%%
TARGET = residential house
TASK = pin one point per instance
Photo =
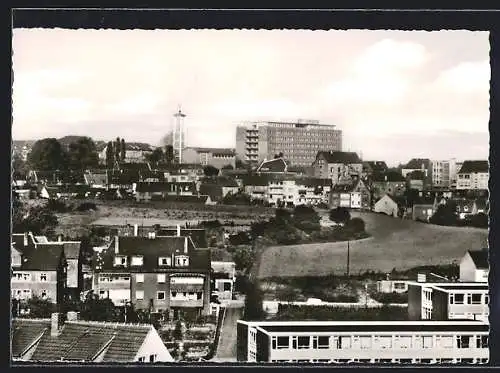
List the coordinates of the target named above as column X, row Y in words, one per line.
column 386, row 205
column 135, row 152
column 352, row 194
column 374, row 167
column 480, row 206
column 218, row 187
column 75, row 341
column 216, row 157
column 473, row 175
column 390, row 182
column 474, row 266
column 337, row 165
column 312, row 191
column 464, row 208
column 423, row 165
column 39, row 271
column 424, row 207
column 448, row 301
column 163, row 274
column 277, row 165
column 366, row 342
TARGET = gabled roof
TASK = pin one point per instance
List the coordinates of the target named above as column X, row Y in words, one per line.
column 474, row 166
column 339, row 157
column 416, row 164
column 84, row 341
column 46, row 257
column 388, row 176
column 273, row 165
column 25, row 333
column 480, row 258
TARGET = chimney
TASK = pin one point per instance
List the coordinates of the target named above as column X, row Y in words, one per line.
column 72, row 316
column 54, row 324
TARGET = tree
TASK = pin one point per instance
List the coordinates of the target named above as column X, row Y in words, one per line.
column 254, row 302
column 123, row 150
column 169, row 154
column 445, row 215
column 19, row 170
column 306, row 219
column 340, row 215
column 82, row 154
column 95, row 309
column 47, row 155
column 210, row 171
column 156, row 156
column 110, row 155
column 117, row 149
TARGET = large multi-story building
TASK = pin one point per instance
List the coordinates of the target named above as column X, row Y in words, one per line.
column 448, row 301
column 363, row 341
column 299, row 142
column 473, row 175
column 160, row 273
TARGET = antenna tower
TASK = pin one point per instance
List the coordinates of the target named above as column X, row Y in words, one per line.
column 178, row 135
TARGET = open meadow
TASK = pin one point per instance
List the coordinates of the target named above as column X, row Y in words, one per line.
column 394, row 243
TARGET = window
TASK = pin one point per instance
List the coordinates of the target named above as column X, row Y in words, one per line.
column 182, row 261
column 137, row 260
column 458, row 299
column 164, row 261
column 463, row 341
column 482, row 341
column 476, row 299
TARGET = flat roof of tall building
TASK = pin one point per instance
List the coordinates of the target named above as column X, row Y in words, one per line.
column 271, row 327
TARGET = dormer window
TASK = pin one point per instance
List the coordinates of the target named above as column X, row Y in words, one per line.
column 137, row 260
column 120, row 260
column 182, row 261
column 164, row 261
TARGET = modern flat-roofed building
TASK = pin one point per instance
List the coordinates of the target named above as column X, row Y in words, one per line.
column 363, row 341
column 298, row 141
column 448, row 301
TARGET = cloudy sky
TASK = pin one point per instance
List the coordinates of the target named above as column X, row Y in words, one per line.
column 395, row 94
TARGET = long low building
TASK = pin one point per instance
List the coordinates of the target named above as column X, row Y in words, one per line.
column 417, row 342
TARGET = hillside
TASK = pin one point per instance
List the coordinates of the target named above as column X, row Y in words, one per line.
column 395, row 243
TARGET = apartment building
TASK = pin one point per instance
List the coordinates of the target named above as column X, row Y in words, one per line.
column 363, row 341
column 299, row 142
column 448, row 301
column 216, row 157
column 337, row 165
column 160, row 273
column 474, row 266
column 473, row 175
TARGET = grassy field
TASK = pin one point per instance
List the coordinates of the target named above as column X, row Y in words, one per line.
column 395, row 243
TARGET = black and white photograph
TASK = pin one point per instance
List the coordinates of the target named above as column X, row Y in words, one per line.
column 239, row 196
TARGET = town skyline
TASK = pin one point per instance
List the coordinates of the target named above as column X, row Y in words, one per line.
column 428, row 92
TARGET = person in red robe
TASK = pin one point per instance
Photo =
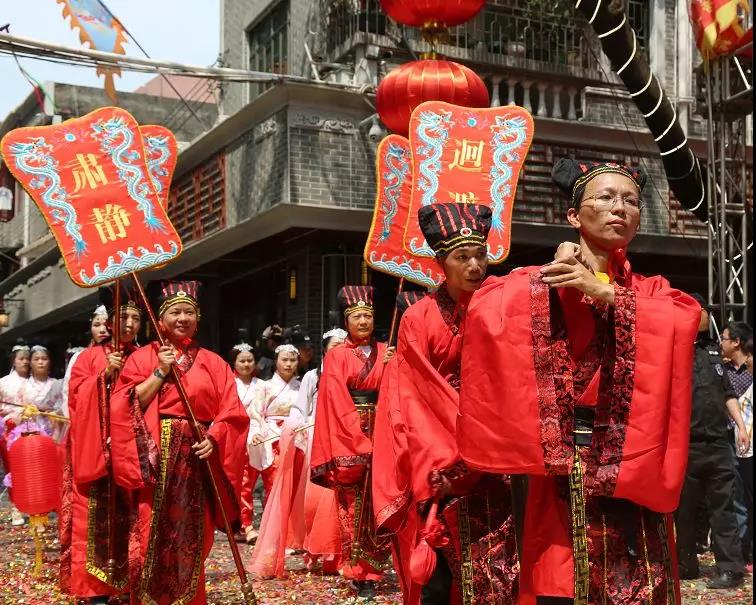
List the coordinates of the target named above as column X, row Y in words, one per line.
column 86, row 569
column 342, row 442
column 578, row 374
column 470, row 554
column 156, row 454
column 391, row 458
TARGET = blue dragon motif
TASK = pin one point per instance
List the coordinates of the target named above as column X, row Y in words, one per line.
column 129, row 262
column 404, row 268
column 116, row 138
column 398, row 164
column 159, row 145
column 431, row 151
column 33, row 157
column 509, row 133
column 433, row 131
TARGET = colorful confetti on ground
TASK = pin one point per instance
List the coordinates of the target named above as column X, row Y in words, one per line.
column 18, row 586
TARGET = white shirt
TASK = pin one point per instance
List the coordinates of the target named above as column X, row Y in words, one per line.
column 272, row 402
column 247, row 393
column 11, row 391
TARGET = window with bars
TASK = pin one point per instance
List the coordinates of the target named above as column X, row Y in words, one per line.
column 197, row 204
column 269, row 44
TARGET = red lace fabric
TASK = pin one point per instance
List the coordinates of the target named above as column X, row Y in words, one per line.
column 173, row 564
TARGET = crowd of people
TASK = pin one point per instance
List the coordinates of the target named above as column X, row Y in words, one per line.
%%
%%
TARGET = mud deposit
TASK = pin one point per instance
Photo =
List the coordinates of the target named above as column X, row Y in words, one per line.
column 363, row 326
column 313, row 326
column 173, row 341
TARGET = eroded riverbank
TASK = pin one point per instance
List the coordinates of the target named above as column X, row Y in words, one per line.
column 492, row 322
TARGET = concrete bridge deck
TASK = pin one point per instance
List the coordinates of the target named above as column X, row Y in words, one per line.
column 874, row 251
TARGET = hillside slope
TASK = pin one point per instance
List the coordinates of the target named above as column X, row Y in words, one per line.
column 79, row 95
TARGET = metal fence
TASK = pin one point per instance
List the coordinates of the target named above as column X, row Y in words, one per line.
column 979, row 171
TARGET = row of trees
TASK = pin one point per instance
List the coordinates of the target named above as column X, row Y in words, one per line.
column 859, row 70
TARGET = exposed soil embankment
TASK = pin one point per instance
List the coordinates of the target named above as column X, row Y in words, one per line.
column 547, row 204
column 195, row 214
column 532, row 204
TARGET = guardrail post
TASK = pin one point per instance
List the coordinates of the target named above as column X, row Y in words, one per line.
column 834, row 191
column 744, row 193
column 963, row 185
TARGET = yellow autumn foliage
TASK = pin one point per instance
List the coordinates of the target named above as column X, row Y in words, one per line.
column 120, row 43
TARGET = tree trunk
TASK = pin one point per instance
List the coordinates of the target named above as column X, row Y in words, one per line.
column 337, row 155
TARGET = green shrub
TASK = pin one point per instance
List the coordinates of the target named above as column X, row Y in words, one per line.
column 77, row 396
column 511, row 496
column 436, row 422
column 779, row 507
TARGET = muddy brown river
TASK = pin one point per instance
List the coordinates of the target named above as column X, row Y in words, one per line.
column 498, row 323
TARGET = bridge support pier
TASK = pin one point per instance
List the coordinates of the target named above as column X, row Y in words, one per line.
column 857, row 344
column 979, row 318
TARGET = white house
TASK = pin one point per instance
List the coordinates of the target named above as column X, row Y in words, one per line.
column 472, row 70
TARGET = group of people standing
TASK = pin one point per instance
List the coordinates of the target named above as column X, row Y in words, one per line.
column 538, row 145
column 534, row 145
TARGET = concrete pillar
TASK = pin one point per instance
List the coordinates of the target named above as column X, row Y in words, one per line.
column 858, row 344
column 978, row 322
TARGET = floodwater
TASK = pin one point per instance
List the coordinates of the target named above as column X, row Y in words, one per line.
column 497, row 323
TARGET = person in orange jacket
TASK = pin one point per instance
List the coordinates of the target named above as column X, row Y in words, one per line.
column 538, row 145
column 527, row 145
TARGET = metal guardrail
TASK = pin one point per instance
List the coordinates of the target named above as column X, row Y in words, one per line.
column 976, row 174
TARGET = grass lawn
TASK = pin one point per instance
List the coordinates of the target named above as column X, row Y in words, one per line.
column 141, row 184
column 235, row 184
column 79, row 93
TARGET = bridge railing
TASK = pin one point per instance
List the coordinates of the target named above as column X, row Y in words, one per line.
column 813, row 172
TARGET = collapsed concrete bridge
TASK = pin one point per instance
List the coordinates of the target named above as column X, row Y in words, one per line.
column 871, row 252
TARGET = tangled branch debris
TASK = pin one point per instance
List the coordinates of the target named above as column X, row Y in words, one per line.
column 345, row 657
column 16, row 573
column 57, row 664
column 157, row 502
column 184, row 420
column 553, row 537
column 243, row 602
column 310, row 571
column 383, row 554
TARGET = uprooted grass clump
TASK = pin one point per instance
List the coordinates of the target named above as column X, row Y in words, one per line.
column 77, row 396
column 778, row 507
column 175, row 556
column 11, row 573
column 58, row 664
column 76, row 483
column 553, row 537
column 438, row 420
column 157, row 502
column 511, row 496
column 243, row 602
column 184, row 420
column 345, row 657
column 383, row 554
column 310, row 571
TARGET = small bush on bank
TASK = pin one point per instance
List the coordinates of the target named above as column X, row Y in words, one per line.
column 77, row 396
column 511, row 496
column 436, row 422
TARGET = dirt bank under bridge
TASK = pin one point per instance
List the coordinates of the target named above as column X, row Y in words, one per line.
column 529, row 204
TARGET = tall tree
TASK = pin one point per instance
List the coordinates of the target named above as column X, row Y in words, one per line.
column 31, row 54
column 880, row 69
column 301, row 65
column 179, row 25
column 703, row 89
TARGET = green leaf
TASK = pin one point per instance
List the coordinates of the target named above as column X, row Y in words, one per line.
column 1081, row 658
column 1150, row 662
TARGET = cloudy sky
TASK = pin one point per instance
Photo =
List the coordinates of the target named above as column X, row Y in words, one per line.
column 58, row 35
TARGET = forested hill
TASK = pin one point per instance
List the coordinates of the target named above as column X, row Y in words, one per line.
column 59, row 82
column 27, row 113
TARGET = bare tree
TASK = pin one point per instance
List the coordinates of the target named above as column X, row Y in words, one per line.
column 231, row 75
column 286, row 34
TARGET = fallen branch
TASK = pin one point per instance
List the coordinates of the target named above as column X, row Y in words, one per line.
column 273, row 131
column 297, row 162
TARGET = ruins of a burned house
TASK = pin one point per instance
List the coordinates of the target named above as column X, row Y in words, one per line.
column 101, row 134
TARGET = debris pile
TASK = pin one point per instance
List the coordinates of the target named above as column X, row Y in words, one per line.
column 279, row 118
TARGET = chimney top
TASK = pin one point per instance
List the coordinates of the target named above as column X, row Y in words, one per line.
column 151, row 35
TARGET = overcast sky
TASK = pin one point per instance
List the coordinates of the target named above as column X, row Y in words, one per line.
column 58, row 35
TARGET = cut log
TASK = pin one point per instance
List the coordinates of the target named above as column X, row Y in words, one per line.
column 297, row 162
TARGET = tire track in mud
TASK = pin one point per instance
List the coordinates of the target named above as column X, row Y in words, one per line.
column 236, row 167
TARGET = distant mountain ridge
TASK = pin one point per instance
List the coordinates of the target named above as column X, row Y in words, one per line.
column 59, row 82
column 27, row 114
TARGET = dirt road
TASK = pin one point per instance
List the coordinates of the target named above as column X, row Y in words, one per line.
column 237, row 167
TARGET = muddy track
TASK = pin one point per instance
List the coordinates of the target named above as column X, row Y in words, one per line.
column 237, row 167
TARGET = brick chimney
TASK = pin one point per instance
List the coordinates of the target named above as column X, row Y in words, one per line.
%%
%%
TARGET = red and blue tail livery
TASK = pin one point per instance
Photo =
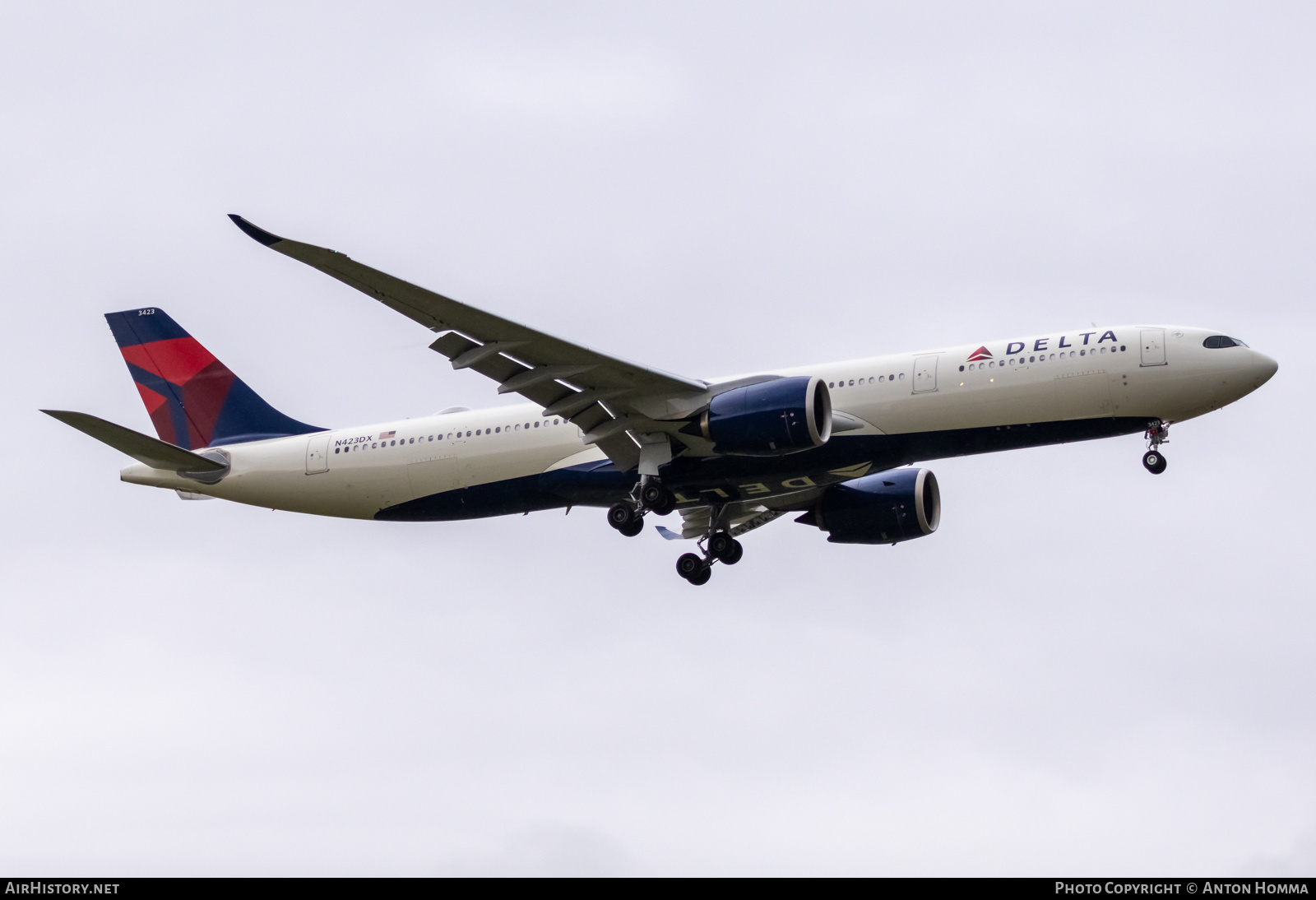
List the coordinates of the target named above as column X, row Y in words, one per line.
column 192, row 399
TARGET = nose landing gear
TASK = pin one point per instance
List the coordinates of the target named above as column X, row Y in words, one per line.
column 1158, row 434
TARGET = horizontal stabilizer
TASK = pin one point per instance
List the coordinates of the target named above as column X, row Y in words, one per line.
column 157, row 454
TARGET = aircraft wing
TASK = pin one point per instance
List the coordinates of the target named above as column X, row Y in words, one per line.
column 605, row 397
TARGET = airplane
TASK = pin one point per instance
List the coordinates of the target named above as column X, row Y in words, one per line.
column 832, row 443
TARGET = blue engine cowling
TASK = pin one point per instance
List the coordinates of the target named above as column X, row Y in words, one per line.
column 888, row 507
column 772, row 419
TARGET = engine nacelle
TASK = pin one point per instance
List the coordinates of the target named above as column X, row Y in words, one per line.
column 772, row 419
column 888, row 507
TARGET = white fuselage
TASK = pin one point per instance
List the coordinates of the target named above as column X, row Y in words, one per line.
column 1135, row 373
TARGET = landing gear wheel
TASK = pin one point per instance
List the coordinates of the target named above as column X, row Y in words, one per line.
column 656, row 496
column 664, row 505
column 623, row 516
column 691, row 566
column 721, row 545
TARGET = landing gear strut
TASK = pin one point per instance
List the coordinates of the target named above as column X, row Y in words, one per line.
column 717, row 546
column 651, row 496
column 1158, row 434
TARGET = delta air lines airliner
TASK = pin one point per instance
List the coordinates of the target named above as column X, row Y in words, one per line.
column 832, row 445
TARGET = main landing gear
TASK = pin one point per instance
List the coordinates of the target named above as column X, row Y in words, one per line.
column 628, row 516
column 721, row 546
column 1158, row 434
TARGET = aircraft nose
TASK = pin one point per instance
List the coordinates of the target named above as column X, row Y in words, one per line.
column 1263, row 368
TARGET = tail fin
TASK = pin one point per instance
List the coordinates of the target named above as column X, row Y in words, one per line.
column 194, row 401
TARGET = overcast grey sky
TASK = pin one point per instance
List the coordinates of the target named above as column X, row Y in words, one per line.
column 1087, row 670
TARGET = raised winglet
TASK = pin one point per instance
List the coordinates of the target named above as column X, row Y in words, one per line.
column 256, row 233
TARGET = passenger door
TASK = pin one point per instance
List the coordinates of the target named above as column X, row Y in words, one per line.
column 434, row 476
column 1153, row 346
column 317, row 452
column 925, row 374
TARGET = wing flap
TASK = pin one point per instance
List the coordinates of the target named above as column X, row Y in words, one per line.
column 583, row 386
%%
TASK DIRECTIONS
Reproduce the lines from the one containing "TARGET = tree trunk" through the one containing "column 779, row 507", with both of those lines included.

OUTPUT FOR THIS EXERCISE
TARGET = tree trunk
TASK = pin one point per instance
List the coordinates of the target named above as column X, row Y in words, one per line.
column 337, row 155
TARGET = green shrub
TASK = pin one point per instance
List the coordinates of the target named above as column X, row Y in words, one per line.
column 77, row 396
column 511, row 496
column 436, row 422
column 779, row 507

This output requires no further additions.